* Selected excerpt:
═══

UE 110 may be able to receive one or more data services associated with one or more APNs. Each PDN gateway and each EPS HA may support one or more data services and one or more roaming protocols, e.g., GTP, PMIP, and/or MIP. It may be desirable to dynamically determine a suitable PDN gateway or EPS HA for UE 110, to select a proper inter-gateway/roaming protocol configuration, and to select a proper SGi termination when UE 110 attaches to the visited network based on the capabilities of the UE, the capabilities of the home network, and the policies of the home network operator.

In an aspect, a suitable PDN gateway or EPS HA may be selected for roaming UE 110 based on an APN and a preferred roaming protocol for the UE. The APN may be indicative of the desired data service and may be provided by the UE or the HPLMN. The preferred roaming protocol may be designated for use for the UE and may also be provided by the UE or the HPLMN.

FIG. 2 shows a design of a message flow 200 for supporting roaming with GTP. For clarity, the communication between UE 110 and E-UTRAN 120 is omitted in FIG. 2. Message flow 200 may be implemented by the network entities shown in FIG. 1A.

═══

* Dataset records:
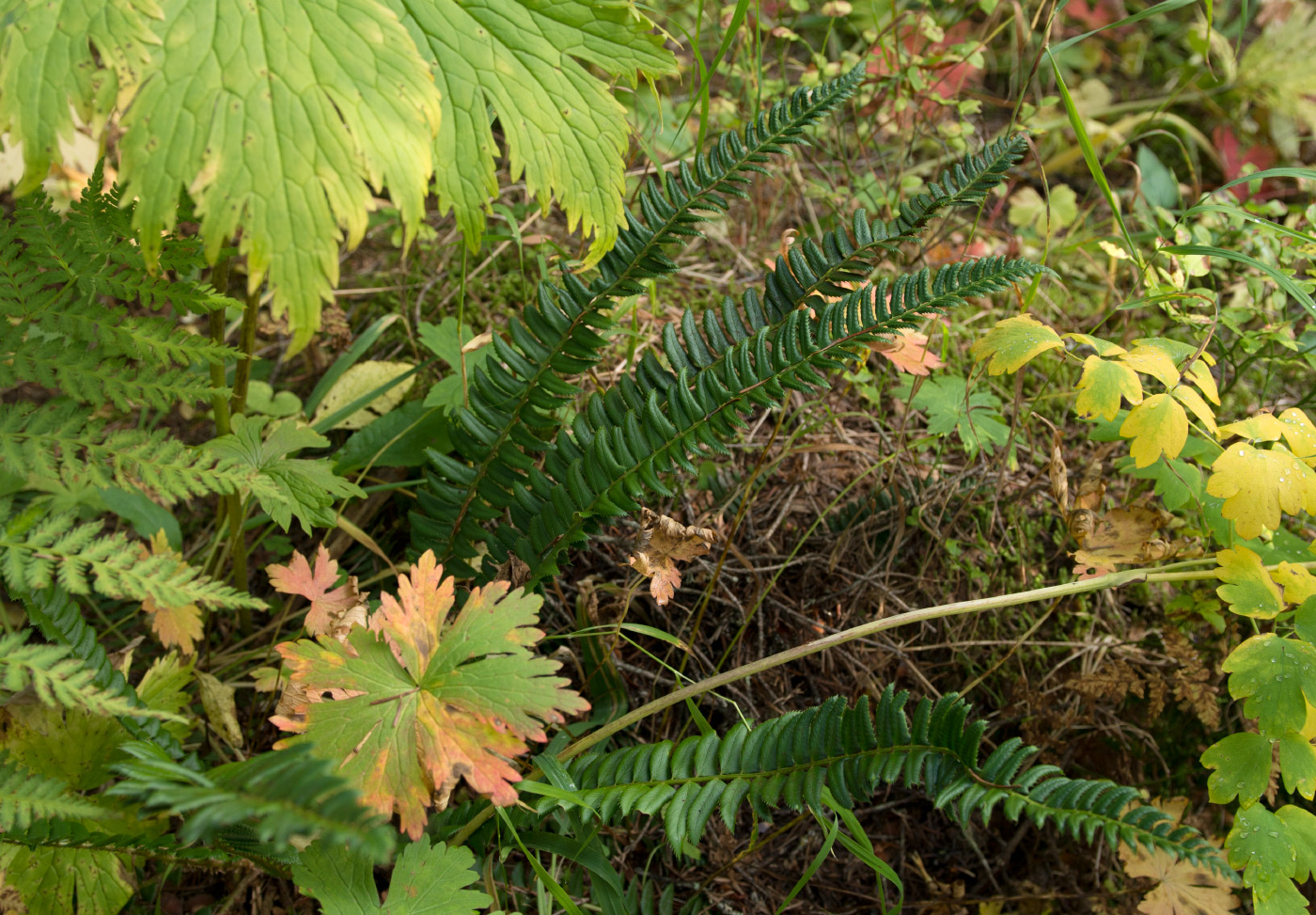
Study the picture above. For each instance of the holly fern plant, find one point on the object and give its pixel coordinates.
(421, 703)
(328, 103)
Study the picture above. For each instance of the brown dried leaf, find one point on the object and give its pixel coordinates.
(1182, 888)
(664, 543)
(332, 611)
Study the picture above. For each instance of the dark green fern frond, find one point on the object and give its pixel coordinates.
(26, 797)
(62, 441)
(513, 398)
(627, 438)
(278, 796)
(61, 621)
(39, 549)
(852, 752)
(819, 269)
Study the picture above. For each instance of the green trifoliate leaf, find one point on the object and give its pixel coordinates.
(529, 61)
(1241, 764)
(279, 116)
(1273, 675)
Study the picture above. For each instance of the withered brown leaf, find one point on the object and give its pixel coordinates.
(665, 542)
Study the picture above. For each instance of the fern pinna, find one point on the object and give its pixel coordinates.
(851, 752)
(542, 487)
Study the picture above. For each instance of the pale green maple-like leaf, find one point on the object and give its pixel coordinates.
(528, 61)
(287, 487)
(279, 116)
(428, 879)
(46, 68)
(431, 702)
(1241, 764)
(1273, 675)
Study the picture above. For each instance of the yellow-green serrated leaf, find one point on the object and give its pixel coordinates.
(1013, 341)
(1157, 425)
(1104, 348)
(528, 59)
(1259, 484)
(1102, 386)
(1153, 361)
(1194, 402)
(359, 381)
(46, 66)
(279, 116)
(1298, 764)
(1298, 583)
(1247, 588)
(1276, 677)
(1241, 764)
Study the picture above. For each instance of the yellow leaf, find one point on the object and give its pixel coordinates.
(1259, 484)
(1102, 386)
(359, 381)
(1298, 582)
(1013, 341)
(1194, 402)
(1155, 425)
(1247, 588)
(1153, 361)
(1102, 346)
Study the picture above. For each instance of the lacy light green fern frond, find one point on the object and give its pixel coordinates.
(852, 752)
(516, 397)
(26, 797)
(39, 549)
(61, 441)
(58, 680)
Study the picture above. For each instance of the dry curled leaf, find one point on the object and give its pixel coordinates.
(664, 543)
(1122, 536)
(332, 611)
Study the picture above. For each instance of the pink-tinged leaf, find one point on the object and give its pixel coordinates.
(418, 703)
(329, 606)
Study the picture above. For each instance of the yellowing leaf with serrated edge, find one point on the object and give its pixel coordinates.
(1013, 341)
(1152, 361)
(1157, 425)
(1102, 386)
(359, 381)
(1296, 582)
(1257, 484)
(1247, 588)
(279, 118)
(1194, 402)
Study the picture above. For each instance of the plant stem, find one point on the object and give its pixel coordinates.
(960, 608)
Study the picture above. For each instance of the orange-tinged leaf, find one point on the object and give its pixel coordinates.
(1152, 361)
(328, 607)
(662, 543)
(1259, 484)
(1157, 425)
(908, 352)
(1013, 341)
(1194, 402)
(1181, 888)
(427, 701)
(1102, 386)
(1247, 588)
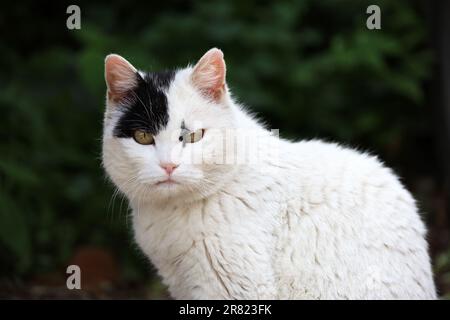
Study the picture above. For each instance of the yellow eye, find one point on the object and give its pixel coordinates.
(143, 137)
(194, 136)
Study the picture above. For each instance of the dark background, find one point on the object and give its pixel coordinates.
(310, 68)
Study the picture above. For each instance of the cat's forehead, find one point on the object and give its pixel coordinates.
(146, 107)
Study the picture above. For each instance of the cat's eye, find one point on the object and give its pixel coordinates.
(143, 137)
(193, 137)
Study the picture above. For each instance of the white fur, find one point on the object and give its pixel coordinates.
(328, 223)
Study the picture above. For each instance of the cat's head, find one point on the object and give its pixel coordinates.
(164, 131)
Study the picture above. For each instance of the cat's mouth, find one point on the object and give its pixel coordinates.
(169, 181)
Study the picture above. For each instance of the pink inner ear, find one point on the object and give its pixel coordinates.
(120, 76)
(209, 74)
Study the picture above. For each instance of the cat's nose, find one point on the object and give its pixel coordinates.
(168, 167)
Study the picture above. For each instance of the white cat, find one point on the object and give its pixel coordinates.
(307, 220)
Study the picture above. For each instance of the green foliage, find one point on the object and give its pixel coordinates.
(310, 68)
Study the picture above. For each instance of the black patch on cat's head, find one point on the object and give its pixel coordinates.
(145, 107)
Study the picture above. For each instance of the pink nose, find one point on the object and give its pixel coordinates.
(168, 167)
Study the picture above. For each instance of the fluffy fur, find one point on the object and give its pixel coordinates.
(312, 220)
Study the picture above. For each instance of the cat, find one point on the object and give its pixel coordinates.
(306, 220)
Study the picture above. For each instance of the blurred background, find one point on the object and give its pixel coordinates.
(310, 68)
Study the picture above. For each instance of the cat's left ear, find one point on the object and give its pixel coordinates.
(208, 75)
(121, 77)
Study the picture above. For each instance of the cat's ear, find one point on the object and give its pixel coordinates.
(208, 75)
(120, 76)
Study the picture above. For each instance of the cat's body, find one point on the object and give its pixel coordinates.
(312, 220)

═══

* Required actions:
(1) In the roaming excerpt, which roaming protocols are named as examples that a PDN gateway or EPS HA may support?
(2) Reproduce the records starting at the line that contains "cat's ear, find" and ending at the end of the records, both ends included. Multiply every coordinate in the answers by 2.15, rounding to whole numbers with halves rounded up.

* Task-by-task solutions:
(1) GTP, PMIP, and/or MIP.

(2)
Study the picture above. For each instance of the cat's ear, find one point on the object and give its pixel coordinates.
(447, 161)
(258, 163)
Study the picture above. For each instance of the cat's body, find one point on the object and give its pixel coordinates.
(671, 473)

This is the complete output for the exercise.